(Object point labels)
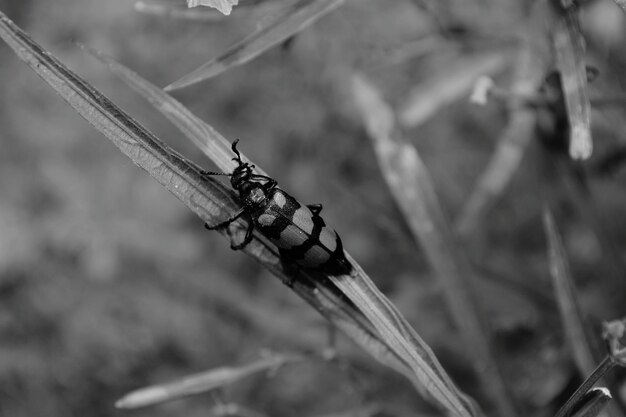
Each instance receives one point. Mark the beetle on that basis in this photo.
(298, 230)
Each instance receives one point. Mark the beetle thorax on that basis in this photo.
(253, 195)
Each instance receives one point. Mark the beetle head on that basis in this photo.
(241, 175)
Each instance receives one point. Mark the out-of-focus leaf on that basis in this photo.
(592, 403)
(530, 69)
(569, 45)
(210, 200)
(233, 410)
(410, 184)
(622, 4)
(224, 6)
(292, 20)
(202, 382)
(571, 314)
(371, 302)
(177, 12)
(448, 86)
(613, 332)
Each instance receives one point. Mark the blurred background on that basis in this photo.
(108, 283)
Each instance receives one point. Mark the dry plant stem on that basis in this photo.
(571, 313)
(293, 19)
(530, 65)
(582, 198)
(569, 46)
(209, 199)
(604, 366)
(419, 369)
(412, 188)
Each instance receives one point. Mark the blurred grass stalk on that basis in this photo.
(530, 66)
(569, 46)
(420, 364)
(202, 382)
(576, 328)
(290, 20)
(391, 340)
(412, 188)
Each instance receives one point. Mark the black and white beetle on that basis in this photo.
(297, 230)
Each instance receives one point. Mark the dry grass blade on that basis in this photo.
(446, 87)
(224, 6)
(177, 12)
(202, 382)
(571, 314)
(232, 409)
(592, 403)
(569, 46)
(203, 135)
(427, 375)
(410, 184)
(210, 200)
(511, 146)
(206, 198)
(292, 20)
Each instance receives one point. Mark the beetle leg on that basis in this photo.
(316, 209)
(271, 182)
(246, 240)
(226, 222)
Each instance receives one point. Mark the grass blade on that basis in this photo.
(569, 45)
(209, 199)
(390, 325)
(224, 6)
(592, 403)
(511, 146)
(411, 186)
(203, 135)
(571, 313)
(446, 87)
(200, 383)
(177, 12)
(292, 20)
(368, 329)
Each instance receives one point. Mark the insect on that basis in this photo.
(297, 230)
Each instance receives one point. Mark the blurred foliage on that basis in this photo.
(107, 283)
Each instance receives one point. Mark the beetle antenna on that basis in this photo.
(213, 173)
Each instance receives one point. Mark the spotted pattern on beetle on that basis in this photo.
(301, 235)
(298, 231)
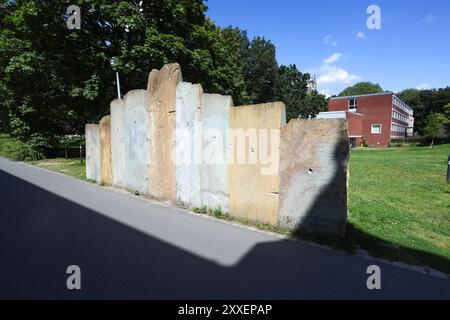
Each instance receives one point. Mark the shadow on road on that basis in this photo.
(42, 233)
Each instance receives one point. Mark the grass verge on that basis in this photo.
(399, 204)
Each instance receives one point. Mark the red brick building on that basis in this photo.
(376, 118)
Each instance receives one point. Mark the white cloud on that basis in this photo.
(429, 18)
(359, 34)
(330, 74)
(423, 86)
(333, 58)
(328, 40)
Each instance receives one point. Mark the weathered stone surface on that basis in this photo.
(93, 159)
(313, 177)
(161, 91)
(118, 143)
(214, 171)
(105, 144)
(254, 186)
(189, 143)
(129, 141)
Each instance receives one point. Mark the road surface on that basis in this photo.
(128, 247)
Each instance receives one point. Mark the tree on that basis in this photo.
(362, 88)
(434, 126)
(261, 69)
(291, 87)
(54, 80)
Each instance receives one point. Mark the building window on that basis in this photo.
(352, 104)
(376, 129)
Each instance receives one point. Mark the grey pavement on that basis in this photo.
(131, 248)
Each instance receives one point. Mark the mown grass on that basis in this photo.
(399, 204)
(70, 167)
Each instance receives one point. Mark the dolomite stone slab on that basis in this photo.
(129, 141)
(161, 89)
(253, 184)
(189, 143)
(105, 144)
(214, 171)
(93, 150)
(314, 158)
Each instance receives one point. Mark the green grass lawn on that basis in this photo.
(399, 201)
(399, 204)
(71, 167)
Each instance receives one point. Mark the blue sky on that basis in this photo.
(330, 38)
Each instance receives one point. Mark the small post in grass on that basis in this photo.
(448, 169)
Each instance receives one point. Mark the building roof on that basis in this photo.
(364, 95)
(372, 95)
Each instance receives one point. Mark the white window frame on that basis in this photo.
(376, 124)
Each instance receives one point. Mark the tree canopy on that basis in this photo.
(54, 80)
(361, 88)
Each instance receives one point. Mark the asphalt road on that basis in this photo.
(128, 247)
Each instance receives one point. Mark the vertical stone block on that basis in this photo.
(161, 91)
(253, 173)
(117, 143)
(214, 171)
(189, 143)
(130, 141)
(313, 177)
(93, 150)
(105, 144)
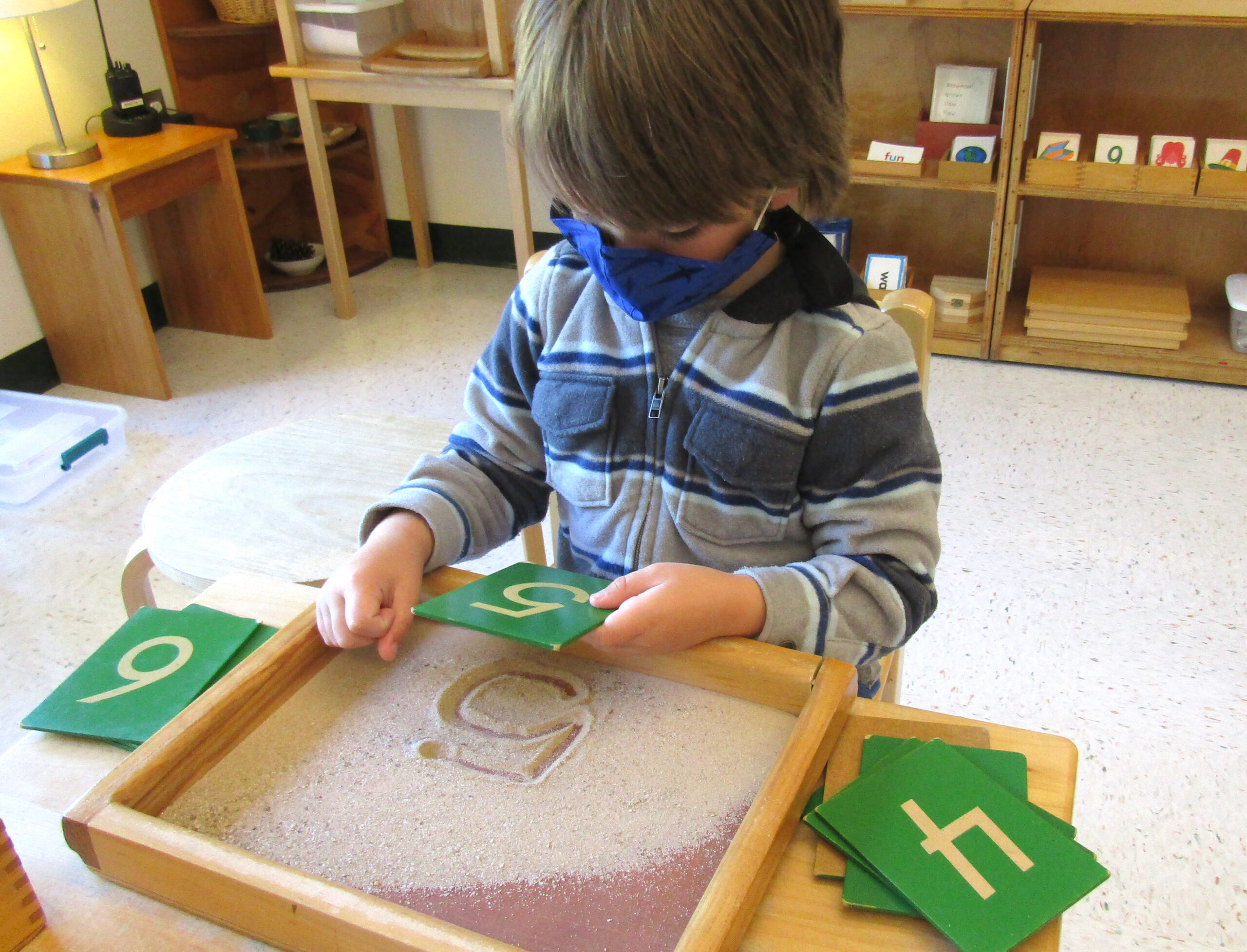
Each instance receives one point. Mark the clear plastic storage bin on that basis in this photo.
(352, 29)
(47, 440)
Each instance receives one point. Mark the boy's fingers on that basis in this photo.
(363, 615)
(623, 589)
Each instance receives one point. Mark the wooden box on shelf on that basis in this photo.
(982, 172)
(1221, 184)
(469, 24)
(861, 166)
(116, 826)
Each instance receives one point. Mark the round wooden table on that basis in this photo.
(284, 503)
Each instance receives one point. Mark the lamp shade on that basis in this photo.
(25, 8)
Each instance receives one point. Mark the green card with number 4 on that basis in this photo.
(149, 671)
(547, 607)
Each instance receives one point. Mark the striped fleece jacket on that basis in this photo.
(789, 443)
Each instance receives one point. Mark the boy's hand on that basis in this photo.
(370, 598)
(669, 606)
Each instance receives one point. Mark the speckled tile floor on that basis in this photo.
(1095, 551)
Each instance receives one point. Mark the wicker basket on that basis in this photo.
(246, 12)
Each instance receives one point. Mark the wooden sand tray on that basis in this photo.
(116, 830)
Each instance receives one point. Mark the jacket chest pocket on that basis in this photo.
(574, 413)
(741, 478)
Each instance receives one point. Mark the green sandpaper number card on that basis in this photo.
(526, 602)
(146, 673)
(964, 850)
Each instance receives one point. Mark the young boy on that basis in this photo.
(734, 431)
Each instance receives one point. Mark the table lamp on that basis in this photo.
(60, 154)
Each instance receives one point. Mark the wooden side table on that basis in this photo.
(66, 232)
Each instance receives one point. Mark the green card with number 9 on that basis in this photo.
(547, 607)
(151, 668)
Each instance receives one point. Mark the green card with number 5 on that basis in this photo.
(149, 671)
(547, 607)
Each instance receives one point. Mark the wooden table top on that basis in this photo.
(121, 159)
(286, 501)
(43, 774)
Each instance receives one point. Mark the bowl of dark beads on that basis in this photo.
(295, 258)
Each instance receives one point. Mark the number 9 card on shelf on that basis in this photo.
(146, 673)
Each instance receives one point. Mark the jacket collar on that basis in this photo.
(812, 276)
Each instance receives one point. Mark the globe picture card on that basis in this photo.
(526, 602)
(965, 852)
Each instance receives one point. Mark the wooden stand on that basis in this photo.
(220, 74)
(66, 232)
(115, 828)
(1114, 65)
(945, 220)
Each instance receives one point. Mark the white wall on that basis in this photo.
(462, 150)
(74, 63)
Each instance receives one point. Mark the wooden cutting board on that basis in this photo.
(1073, 291)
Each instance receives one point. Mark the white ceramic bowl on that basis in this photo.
(299, 268)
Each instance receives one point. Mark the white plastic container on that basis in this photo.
(49, 440)
(352, 29)
(1236, 292)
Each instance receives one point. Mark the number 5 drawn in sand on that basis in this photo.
(511, 594)
(141, 679)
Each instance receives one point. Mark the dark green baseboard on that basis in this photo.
(466, 243)
(32, 369)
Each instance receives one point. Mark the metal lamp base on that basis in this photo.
(76, 152)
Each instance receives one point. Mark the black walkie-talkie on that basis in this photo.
(125, 90)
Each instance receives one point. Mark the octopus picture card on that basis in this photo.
(526, 602)
(973, 859)
(1059, 146)
(1226, 155)
(1116, 150)
(144, 674)
(1172, 151)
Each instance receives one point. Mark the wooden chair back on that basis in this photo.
(914, 311)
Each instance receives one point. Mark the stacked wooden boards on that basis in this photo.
(1146, 311)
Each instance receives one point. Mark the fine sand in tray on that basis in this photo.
(544, 801)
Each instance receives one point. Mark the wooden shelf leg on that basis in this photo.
(518, 187)
(327, 211)
(413, 184)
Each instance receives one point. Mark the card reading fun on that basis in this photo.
(973, 859)
(146, 673)
(502, 605)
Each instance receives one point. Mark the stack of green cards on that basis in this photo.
(557, 615)
(149, 671)
(947, 833)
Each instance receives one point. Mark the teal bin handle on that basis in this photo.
(100, 438)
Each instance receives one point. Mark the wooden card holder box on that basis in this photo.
(1221, 184)
(116, 830)
(981, 172)
(862, 166)
(1105, 176)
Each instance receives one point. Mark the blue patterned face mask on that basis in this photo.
(651, 286)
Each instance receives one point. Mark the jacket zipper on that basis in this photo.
(656, 399)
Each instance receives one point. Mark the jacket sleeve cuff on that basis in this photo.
(796, 615)
(446, 519)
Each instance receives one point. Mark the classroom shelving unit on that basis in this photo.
(220, 74)
(1135, 68)
(945, 227)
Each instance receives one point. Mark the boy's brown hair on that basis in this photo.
(653, 114)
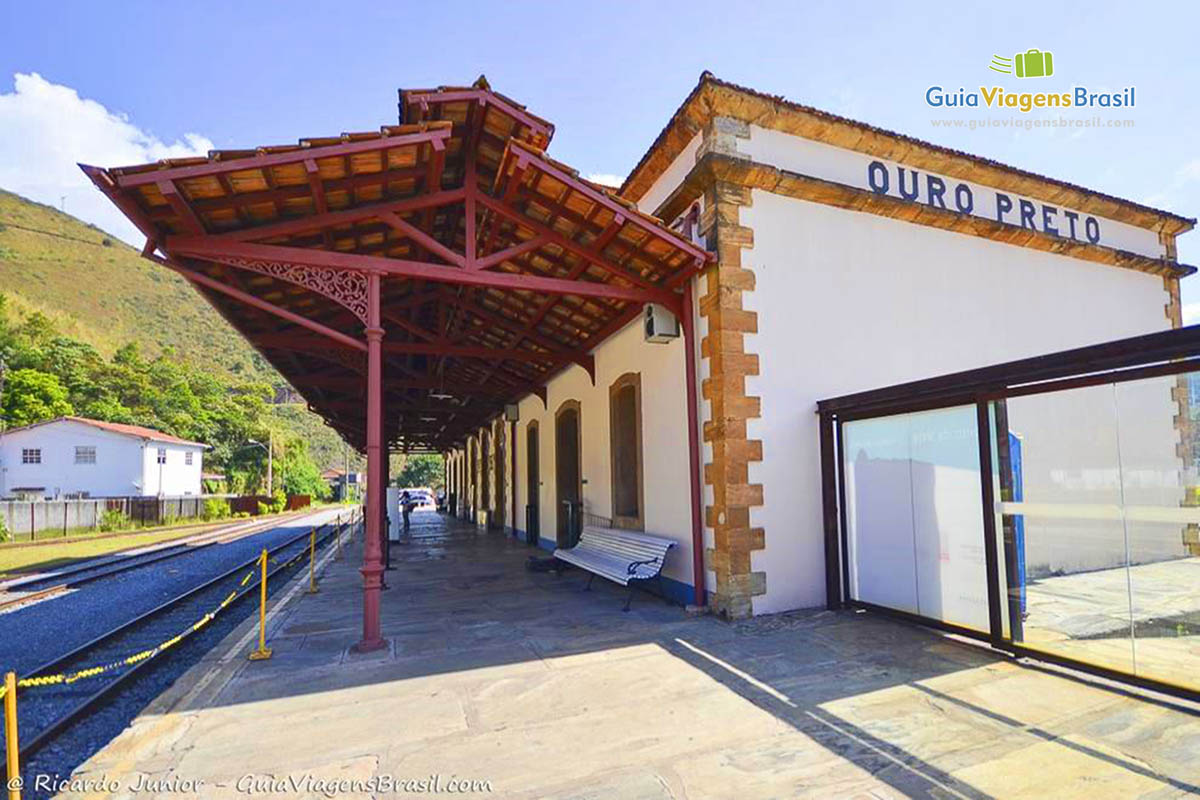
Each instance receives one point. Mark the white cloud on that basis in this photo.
(46, 130)
(1185, 178)
(606, 179)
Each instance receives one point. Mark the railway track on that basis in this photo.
(45, 585)
(61, 691)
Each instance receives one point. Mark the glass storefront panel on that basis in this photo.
(879, 512)
(1162, 519)
(913, 513)
(1066, 552)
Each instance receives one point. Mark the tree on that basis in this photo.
(420, 470)
(31, 396)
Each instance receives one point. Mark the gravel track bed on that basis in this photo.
(111, 716)
(34, 635)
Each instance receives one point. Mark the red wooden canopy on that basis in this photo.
(495, 265)
(408, 283)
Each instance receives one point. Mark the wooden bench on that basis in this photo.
(619, 555)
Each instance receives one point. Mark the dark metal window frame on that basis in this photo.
(1169, 353)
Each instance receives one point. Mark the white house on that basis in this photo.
(75, 456)
(847, 258)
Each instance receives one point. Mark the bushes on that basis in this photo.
(215, 509)
(114, 519)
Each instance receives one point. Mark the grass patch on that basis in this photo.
(18, 560)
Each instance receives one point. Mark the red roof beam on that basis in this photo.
(277, 158)
(251, 300)
(215, 250)
(666, 236)
(334, 218)
(484, 97)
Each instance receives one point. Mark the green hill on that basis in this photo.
(100, 290)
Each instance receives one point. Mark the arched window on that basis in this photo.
(485, 468)
(568, 471)
(625, 441)
(533, 481)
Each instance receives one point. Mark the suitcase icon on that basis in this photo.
(1035, 64)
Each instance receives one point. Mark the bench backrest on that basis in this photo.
(629, 545)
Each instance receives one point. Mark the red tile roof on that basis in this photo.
(117, 427)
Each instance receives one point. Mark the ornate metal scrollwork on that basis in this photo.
(348, 288)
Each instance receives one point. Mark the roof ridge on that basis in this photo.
(707, 78)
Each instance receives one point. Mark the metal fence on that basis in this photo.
(34, 518)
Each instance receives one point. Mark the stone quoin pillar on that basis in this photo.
(372, 548)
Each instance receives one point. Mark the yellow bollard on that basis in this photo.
(312, 561)
(263, 651)
(12, 744)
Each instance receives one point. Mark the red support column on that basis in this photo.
(697, 511)
(513, 483)
(372, 548)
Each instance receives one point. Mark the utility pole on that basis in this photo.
(4, 469)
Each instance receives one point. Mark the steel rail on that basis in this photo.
(133, 560)
(46, 734)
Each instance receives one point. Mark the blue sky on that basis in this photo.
(168, 78)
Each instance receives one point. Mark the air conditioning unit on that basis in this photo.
(660, 324)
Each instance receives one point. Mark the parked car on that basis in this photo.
(423, 498)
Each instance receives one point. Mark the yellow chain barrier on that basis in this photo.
(129, 661)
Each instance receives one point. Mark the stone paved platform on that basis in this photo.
(540, 690)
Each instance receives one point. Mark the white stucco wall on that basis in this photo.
(664, 439)
(851, 301)
(850, 167)
(671, 178)
(175, 476)
(124, 465)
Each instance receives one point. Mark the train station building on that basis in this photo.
(799, 346)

STATED EXERCISE >>
Copy the items exactly, from the line containing "Each instance receives one point. Mark the card" through the line containing "(1066, 552)", including both of those lines. Leave the pictures out.

SOLUTION TO THIS PROBLEM >>
Each instance receives one point. Mark the card reading fun on that basis in this photo.
(973, 859)
(146, 673)
(502, 605)
Each instance receives one point. Mark the stack of green cards on that basis in this photo.
(557, 615)
(149, 671)
(947, 833)
Each instance receives one point. Mark the teal bin handle on that basis in this photo.
(100, 438)
Each instance receives one point. Mark the wooden card holder box on that basis in this photo.
(1221, 184)
(116, 830)
(981, 172)
(862, 166)
(1105, 176)
Each instance receives one point. Mark the blue patterned face mask on that basis in this photo.
(651, 286)
Each instance receives one point. Mark the jacket zipper on that basis in this photo.
(656, 399)
Each instance receives one point. Mark the jacket sleeve cuff on that basis in this photo.
(796, 615)
(446, 519)
Each instance receives one point. Mark the classroom shelving unit on that basis in this photo.
(220, 74)
(1135, 68)
(945, 227)
Each instance receives one point. Mark the boy's brown hair on that basis in this photo.
(653, 114)
Each instance receives one point. Mark the white cloud on that basis in this photo.
(46, 130)
(1185, 178)
(606, 179)
Each instance receives one point. Mark the railway track on that basis in this photo.
(45, 585)
(61, 691)
Each instance receives one point. Mark the glass storefront panel on that basis in this photo.
(879, 512)
(1162, 519)
(913, 513)
(1066, 552)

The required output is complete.